▶ **AIM**
Start at the line containing "Kindly give the mask of every instance of the white stupa." and transcribe every line exactly through the end of the records below, and only those lines.

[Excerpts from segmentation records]
================

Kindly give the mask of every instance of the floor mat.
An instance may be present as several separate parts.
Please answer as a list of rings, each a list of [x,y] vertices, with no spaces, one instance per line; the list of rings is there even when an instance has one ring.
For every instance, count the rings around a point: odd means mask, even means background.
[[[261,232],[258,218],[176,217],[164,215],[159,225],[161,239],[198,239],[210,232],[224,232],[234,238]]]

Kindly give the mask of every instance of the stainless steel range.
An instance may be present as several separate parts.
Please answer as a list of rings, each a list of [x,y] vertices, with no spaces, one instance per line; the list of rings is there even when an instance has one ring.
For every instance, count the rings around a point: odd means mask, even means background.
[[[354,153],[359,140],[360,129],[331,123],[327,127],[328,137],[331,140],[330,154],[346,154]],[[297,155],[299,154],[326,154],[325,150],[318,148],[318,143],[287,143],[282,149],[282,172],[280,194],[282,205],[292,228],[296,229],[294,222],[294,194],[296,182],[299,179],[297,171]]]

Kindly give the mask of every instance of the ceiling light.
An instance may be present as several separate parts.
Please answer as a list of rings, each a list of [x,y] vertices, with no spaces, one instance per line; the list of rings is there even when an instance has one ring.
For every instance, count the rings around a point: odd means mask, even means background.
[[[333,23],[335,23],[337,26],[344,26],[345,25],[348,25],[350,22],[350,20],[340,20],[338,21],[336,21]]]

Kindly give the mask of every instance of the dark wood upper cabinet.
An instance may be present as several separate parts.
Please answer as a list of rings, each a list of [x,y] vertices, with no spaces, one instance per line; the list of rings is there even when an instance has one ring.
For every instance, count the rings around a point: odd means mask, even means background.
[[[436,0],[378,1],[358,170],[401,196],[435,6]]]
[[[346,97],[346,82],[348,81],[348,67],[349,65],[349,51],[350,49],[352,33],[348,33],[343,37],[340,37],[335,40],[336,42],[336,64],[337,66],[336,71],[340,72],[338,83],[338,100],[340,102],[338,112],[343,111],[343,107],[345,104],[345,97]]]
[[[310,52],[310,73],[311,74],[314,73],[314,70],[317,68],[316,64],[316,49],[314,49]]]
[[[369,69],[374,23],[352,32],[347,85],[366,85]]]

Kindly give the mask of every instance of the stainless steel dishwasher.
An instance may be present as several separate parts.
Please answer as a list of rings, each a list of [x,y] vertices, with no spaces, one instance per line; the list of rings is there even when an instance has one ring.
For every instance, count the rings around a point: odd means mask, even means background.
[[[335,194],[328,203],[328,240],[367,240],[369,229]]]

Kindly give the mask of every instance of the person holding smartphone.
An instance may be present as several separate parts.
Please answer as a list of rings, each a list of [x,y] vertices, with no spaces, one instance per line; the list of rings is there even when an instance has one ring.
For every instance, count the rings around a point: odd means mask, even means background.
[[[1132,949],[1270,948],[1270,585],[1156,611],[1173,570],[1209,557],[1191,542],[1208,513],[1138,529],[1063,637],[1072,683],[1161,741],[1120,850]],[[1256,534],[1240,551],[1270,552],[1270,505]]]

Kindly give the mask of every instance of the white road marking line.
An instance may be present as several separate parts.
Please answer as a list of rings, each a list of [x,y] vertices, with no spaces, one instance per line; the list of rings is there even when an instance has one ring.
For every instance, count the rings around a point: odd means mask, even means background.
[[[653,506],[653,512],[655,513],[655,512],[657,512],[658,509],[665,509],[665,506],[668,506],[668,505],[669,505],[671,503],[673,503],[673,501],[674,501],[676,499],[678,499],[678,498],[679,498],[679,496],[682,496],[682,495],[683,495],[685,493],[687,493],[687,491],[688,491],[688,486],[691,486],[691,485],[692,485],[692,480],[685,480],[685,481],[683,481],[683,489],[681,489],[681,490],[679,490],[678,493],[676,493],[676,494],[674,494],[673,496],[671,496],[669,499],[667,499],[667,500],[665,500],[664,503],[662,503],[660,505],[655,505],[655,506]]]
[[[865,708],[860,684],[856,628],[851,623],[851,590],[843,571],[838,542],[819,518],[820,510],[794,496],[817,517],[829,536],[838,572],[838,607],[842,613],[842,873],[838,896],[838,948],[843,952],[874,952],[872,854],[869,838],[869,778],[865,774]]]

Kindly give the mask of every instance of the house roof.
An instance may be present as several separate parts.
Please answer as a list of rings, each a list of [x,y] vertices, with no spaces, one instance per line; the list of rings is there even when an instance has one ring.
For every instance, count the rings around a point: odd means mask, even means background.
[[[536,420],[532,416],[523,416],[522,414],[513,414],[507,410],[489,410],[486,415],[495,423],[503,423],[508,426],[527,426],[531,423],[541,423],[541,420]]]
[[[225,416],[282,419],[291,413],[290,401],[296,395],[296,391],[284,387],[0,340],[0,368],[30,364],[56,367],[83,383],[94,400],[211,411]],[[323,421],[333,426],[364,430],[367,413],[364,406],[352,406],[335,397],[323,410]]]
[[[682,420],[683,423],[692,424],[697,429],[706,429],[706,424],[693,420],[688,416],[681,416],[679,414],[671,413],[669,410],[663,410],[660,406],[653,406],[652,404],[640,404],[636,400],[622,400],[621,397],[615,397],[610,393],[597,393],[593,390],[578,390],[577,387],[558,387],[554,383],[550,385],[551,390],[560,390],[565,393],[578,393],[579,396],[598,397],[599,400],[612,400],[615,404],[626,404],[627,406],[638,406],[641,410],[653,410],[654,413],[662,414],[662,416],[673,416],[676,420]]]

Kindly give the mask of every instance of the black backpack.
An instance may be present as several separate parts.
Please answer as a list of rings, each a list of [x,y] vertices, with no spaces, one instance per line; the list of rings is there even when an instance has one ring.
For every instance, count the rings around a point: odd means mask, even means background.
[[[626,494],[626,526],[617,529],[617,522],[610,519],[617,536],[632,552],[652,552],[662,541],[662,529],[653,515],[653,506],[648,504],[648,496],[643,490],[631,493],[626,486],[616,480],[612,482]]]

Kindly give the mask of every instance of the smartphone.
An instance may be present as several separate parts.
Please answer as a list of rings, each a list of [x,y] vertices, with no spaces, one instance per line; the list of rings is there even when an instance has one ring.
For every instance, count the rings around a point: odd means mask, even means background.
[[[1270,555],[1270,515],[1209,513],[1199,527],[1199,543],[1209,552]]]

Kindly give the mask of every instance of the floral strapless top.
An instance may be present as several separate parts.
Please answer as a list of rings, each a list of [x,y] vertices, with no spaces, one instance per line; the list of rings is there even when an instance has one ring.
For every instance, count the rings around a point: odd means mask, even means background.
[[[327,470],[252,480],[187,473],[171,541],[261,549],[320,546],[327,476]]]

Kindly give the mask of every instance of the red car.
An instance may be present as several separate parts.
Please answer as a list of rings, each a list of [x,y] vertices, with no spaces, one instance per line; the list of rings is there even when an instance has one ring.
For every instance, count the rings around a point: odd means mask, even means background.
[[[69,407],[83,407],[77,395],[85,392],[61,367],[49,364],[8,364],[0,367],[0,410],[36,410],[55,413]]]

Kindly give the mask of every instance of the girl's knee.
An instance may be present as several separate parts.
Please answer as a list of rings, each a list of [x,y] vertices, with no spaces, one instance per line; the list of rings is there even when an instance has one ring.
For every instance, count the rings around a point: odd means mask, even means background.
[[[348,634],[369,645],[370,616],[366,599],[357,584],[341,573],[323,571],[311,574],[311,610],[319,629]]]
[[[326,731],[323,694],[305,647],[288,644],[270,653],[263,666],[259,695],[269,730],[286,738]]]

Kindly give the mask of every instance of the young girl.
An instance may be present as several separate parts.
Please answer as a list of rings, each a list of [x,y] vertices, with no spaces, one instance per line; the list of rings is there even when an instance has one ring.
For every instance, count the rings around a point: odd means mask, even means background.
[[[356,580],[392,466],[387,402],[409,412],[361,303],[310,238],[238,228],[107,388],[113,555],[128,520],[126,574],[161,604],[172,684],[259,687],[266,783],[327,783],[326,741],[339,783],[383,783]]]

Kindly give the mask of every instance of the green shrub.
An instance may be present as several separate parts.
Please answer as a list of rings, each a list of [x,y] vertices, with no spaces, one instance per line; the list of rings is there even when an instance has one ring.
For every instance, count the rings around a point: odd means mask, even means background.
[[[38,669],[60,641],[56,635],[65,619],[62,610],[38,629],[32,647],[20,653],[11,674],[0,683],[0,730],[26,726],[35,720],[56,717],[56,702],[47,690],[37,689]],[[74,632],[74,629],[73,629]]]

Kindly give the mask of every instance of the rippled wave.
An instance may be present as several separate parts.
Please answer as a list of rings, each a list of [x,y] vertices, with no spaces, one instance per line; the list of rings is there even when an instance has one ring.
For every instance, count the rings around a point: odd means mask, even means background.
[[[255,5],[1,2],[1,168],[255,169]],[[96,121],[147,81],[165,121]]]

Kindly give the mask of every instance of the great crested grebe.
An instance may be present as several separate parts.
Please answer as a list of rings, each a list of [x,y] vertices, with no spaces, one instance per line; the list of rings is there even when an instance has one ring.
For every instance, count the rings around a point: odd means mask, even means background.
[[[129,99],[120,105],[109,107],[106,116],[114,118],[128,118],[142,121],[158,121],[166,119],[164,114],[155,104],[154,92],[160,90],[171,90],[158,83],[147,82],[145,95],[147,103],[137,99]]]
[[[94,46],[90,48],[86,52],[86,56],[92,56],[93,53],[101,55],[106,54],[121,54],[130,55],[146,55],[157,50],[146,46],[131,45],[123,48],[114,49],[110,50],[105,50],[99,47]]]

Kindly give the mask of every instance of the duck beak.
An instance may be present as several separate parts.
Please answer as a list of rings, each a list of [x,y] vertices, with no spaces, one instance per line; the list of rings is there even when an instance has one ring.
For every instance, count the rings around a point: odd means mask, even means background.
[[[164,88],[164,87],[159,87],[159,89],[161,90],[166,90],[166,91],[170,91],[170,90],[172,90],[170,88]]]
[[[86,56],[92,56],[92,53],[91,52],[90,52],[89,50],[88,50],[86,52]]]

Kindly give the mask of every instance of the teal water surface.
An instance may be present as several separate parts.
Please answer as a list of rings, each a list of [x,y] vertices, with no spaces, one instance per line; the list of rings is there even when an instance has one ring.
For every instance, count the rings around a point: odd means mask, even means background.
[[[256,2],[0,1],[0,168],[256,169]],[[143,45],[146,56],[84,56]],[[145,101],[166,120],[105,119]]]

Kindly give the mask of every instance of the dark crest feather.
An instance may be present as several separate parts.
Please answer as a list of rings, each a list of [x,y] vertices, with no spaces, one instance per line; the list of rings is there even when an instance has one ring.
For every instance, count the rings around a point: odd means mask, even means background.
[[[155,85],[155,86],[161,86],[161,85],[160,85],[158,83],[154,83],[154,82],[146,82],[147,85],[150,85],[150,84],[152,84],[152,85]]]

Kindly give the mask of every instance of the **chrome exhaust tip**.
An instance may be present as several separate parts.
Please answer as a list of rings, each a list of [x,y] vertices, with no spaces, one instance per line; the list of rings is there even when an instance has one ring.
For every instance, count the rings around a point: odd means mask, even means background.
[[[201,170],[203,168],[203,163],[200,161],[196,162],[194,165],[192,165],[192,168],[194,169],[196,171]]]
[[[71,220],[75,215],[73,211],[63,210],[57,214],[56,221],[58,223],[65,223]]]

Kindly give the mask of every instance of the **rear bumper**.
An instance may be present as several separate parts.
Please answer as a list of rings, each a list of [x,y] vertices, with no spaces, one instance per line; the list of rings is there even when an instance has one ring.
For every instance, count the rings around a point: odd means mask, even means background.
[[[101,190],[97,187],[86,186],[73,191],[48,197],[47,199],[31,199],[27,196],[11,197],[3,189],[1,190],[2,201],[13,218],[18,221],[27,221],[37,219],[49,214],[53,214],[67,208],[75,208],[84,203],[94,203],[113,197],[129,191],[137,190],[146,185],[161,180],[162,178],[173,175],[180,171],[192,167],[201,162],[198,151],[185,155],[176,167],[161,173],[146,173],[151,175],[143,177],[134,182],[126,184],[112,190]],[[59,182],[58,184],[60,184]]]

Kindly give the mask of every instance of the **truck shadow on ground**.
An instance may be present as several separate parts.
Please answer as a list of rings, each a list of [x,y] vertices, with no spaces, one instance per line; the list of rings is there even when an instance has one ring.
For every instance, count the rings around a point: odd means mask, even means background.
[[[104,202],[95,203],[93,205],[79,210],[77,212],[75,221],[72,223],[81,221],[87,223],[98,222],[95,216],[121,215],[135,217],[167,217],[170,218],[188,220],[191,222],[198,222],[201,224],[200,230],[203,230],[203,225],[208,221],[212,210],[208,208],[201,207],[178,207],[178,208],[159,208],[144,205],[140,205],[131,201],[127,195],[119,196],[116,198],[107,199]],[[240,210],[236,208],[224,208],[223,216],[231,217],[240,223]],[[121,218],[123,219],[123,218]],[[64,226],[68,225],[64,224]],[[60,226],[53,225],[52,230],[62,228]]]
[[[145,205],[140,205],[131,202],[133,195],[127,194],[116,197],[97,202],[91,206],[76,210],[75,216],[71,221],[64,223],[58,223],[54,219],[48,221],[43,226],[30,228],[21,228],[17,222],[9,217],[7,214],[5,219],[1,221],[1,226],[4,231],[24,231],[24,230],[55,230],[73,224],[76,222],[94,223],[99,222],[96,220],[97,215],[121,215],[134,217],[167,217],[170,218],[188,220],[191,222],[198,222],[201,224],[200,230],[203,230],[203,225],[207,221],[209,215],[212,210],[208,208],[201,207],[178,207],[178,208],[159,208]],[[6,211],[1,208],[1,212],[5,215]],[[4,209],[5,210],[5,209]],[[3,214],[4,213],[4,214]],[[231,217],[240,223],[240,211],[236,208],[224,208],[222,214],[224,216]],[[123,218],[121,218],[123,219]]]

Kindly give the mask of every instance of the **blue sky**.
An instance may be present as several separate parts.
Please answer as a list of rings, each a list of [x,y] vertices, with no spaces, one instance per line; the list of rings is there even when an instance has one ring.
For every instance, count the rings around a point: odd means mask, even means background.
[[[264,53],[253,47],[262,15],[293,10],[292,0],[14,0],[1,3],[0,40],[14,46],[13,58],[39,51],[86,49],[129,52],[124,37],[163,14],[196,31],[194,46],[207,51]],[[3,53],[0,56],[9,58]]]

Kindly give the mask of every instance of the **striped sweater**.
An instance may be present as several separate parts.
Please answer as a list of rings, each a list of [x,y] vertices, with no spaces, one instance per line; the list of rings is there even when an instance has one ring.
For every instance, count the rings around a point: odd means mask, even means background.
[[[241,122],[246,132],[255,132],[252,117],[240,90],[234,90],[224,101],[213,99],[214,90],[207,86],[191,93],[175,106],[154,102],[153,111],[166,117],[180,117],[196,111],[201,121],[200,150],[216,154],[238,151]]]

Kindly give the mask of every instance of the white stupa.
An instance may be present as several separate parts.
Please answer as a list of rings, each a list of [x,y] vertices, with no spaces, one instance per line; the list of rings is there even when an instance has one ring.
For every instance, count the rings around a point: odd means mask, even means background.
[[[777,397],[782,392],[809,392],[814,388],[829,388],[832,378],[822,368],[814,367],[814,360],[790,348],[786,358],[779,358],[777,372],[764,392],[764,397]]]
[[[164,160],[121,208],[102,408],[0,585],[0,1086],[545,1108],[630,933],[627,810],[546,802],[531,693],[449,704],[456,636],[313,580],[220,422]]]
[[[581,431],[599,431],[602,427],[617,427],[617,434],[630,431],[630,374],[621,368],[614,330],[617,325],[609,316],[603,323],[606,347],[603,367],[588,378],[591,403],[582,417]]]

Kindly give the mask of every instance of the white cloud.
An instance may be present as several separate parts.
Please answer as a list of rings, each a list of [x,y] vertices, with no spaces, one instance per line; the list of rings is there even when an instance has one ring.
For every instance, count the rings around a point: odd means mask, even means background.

================

▶ **THE SOLUTION**
Kindly give the mask of every instance of the white stupa.
An instance may be present as several separate parts.
Please answer as a list of rings, each a list of [x,y] vertices, with no spaces, one instance per line; the list of rings is there even when an instance has one ring.
For every instance, count the rings around a point: odd means mask, even means background.
[[[777,397],[782,392],[809,392],[814,388],[829,388],[832,378],[822,368],[814,367],[814,360],[790,348],[786,358],[779,358],[777,372],[764,392],[764,397]]]
[[[164,160],[121,208],[102,408],[0,585],[0,1086],[545,1108],[630,933],[627,810],[546,802],[531,693],[449,704],[456,636],[313,580],[220,422]]]
[[[581,431],[599,431],[602,427],[617,427],[617,434],[630,431],[630,374],[621,368],[614,330],[617,325],[609,316],[603,323],[606,347],[603,367],[588,378],[591,403],[582,417]]]

Kindly give the mask of every instance of the white cloud.
An instance may be present as several separate parts.
Please answer as a list of rings, each a list of [x,y] vertices, with no spaces, one instance per line; the list of rings is there even when an instance has one ring.
For every instance, count the rings around a point: odd means mask, even means background.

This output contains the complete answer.